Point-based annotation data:
####################

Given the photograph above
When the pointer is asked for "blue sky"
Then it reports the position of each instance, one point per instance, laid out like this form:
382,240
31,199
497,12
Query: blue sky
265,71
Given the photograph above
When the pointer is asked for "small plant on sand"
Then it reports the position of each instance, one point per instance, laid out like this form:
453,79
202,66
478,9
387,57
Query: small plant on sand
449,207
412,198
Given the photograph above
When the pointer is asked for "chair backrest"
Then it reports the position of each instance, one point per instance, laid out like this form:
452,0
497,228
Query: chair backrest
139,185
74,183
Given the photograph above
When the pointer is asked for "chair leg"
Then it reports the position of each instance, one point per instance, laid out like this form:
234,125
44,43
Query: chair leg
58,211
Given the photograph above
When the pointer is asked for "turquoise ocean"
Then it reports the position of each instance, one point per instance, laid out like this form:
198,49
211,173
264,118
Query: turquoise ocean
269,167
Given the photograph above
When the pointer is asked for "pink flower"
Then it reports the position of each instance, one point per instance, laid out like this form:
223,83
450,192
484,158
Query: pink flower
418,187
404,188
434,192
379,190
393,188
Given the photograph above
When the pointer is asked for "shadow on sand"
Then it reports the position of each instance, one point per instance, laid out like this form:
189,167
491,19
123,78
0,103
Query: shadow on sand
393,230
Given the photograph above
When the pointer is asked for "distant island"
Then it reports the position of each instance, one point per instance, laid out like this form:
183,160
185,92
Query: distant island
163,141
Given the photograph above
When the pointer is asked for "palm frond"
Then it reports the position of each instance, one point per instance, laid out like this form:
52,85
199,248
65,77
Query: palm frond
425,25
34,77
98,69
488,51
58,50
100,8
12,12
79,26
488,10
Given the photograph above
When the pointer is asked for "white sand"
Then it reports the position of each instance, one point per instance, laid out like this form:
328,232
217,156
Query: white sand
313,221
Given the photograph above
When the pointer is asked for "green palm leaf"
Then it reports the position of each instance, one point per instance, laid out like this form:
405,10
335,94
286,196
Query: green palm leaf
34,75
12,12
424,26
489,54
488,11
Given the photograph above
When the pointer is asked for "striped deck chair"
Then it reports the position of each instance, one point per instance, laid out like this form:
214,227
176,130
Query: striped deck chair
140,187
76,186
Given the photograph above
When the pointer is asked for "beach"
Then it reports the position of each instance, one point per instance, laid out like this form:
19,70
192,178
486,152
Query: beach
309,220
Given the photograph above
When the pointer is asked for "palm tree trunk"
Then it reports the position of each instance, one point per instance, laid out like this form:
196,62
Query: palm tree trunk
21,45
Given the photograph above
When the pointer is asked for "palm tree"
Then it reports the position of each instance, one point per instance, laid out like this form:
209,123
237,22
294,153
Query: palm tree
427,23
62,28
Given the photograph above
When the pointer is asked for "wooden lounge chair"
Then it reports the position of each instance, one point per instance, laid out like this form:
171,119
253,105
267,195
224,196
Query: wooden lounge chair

####################

[DESCRIPTION OF THE TASK]: Filter the listing above down to the lines containing the word "flower", and copy each of those lines. Case counts when matching.

[TASK RESPONSE]:
When the pointer is asked for "pink flower"
Query: pink flower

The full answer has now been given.